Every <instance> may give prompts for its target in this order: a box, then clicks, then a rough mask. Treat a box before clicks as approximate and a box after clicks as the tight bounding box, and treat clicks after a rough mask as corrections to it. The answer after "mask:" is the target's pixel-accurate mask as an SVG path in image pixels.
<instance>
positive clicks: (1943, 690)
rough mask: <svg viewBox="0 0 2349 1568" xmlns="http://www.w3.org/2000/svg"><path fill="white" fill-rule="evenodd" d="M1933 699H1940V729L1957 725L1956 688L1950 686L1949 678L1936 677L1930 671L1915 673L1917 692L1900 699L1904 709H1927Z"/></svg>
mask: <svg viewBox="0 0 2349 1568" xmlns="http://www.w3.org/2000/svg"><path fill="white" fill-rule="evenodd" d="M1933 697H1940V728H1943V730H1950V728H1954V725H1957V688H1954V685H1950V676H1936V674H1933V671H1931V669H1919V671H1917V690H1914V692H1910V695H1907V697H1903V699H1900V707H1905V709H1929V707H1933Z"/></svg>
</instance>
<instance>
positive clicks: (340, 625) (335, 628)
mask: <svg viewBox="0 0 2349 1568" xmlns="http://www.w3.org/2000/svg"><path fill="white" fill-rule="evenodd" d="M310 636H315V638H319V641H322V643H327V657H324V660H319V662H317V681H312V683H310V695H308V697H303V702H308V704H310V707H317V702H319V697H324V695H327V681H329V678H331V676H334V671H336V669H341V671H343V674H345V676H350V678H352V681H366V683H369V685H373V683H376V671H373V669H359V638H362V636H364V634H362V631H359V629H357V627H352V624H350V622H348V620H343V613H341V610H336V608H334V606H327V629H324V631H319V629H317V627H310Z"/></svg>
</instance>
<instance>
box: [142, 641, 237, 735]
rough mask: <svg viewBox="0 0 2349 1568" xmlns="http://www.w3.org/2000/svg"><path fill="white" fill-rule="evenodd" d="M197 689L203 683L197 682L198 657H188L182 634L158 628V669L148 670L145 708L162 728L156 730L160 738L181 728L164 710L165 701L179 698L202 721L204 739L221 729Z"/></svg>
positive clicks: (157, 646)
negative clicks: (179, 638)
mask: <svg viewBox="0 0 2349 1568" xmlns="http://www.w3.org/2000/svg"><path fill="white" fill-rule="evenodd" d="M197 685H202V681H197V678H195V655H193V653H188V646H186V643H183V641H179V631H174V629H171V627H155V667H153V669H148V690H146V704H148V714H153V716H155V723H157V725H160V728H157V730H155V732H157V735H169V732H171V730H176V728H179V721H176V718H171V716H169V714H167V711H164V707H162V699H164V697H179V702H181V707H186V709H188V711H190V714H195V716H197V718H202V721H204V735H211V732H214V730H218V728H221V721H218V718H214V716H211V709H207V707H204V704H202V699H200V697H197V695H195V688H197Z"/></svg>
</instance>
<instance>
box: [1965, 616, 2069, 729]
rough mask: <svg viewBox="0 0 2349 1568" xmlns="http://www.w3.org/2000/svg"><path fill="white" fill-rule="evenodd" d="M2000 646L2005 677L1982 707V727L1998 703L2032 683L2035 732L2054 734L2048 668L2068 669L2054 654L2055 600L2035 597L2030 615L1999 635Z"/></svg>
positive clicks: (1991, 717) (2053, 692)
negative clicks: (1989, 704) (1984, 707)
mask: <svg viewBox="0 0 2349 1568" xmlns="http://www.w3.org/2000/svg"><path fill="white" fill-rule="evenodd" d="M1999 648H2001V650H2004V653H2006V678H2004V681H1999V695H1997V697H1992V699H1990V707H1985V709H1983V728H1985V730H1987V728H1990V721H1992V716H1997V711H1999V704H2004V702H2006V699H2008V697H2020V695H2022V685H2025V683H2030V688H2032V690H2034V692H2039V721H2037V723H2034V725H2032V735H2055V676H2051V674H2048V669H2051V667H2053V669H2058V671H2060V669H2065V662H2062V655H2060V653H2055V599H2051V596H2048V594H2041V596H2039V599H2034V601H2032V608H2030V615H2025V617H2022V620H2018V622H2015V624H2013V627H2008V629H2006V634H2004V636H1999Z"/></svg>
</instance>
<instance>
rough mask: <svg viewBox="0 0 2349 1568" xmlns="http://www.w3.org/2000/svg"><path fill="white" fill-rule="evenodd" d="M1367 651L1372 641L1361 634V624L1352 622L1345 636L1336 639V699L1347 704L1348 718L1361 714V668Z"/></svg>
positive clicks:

####################

# Your objective
Lines from the start of the material above through the line containing "positive clicks: (1943, 690)" are to be duplicated exactly, and only those.

# Result for this task
Every <instance> may give prompts for its target in this order: a box, then clicks, then a rough mask. Treat a box before clicks as approximate and a box after clicks as the tight bounding box, and treat clicks after a rough mask as corrections to it. The answer after "mask:" is the target's pixel-accurate mask as an SVG path in image pixels.
<instance>
positive clicks: (1943, 690)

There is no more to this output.